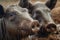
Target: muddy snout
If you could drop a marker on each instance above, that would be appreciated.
(35, 26)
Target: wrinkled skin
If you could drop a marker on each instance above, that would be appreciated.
(42, 13)
(18, 21)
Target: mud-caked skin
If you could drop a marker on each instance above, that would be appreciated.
(40, 11)
(18, 22)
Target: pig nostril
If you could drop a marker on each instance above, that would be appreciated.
(51, 26)
(33, 26)
(38, 25)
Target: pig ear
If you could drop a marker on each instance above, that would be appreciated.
(23, 3)
(51, 4)
(1, 11)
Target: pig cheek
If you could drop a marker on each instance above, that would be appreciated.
(25, 29)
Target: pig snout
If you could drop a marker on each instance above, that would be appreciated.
(35, 26)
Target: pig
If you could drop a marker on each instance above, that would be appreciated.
(17, 23)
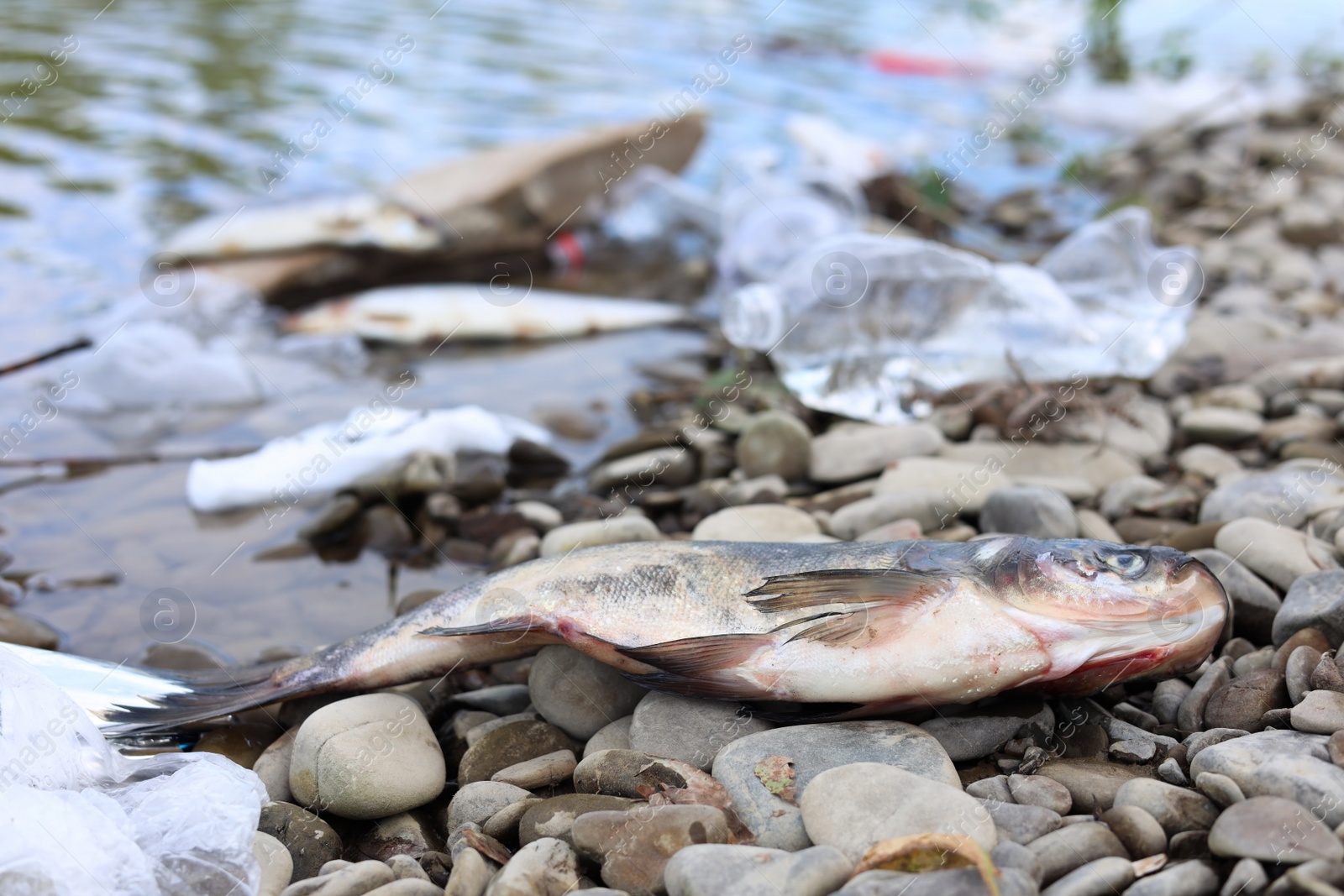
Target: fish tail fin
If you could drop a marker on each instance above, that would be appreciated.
##############################
Reproduce all of the entries word for word, skipping any pictures they hold.

Target: muddy snout
If you could drop a marker on each instance above, that would be appreciated.
(35, 26)
Target: wrinkled skin
If you could drop a marker on each instance above, that would be appreciated.
(42, 13)
(18, 21)
Target: mud-caked skin
If you could drop a marker on each instance above, that would be appreciated.
(40, 11)
(18, 22)
Target: pig nostril
If you could drop a marker on each instance above, that would be appreciated.
(51, 26)
(33, 26)
(38, 25)
Target: pig ear
If you could drop a marker on each instance above, that would be appreciated.
(23, 3)
(51, 4)
(1, 11)
Target: pig cheek
If you could drop a marker on each instance above, that would be appreciated.
(25, 29)
Target: pig snout
If you could drop a marker on each instance above, that would be appreciated.
(35, 26)
Target: pig
If you could drop a marker on each instance above, that would be appreciated.
(17, 23)
Target: fish tail fin
If you could drop a marker on each instance above, that would be appreciated.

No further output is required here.